I struggle with XP. When it first came out it rubbed me completely the wrong way. I read a number of articles and Becks small book entitled "Extreme Programming Explained". A few years later, and based on my more traditional view of structured analysis and development, I find one thing true: do what works for you. In my humble but deadly accurate opinion Use Cases (and "Use" is not short for "Usability" I would like to clarrify) and UML ar the most helpful and misunderstood tools of the trade today and I highly recommend that programmers just slow down enough to strap on those well honed tools. Having said that, the reason XP doesn't really work is two "reality based" fundamentals:

1. Companies sponsoring projects are looking to contain cost. This is a large downfall of XP since based on it's vague (by nature) requirements you end up unable to nail down costs. The corporate world is demanding fixed bidding every day and the interrative style of gathering and defining requirements keeps the cost related to actual work tasks unreasonably fluid.
2. I watched an entire local consulting company collapse due to the implementation of a version of "XP". Reason: If I pay you for "XYZ" then I don't want to sacrefic "X" because you didn't understand the girth of "YZ" when we started. What would you do if you went to buy a car for $X and in the end $X only got you the tires you are looking for? You would want your money back and try to find a dealer willing to listen up-front before you sign-off on the bottom-line. Nobody likes sacrefic. Nailing down requirements and scope is difficult. The answer is not disguising that short fall with a process that accomodates it.

I realize these are heated-sounding comments - but my hope is that people get inspired to tell stories that prove me wrong.

My proposal: Learn UML, Document your project's analytical phases well, come to a team agreement on Quality, Cost and time and STICK TO THE PLAN!

If you are looking for something more flexible and interrative then examine the Proj. Management Guide to the Body Of Knowledge (PMBOK) cyclical models. You will find what you are looking for.

If you want to see an explanation of that - take a look at my cyclical process ( http://www.enginpost.com/resume/Pro%20CDP.pdf )!

Good luck everyone and happy coding!

Dave,

There is no harm in developers writing user stories but its better the users write it themselves, because this helps them crystalise their thoughts and precisely state the problem that needs to be addressed.

DATA PROVIDED:
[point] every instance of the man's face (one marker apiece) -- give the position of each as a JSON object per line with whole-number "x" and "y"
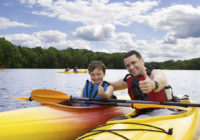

WRITTEN PROBLEM 1: Please set down the part of the post on Extreme Programming between "2. I watched" and "that accomodates it.", inclusive.
WRITTEN PROBLEM 2: In the post on Extreme Programming, what steps does the writer give under "My proposal"? List every one.
WRITTEN PROBLEM 3: According to the post on Extreme Programming, what are companies sponsoring projects looking to do?

TASK RESPONSE 1:
2. I watched an entire local consulting company collapse due to the implementation of a version of "XP". Reason: If I pay you for "XYZ" then I don't want to sacrefic "X" because you didn't understand the girth of "YZ" when we started. What would you do if you went to buy a car for $X and in the end $X only got you the tires you are looking for? You would want your money back and try to find a dealer willing to listen up-front before you sign-off on the bottom-line. Nobody likes sacrefic. Nailing down requirements and scope is difficult. The answer is not disguising that short fall with a process that accomodates it.

TASK RESPONSE 2:
- Learn UML
- Document your project's analytical phases well
- Come to a team agreement on Quality, Cost and time
- Stick to the plan

TASK RESPONSE 3: Contain cost.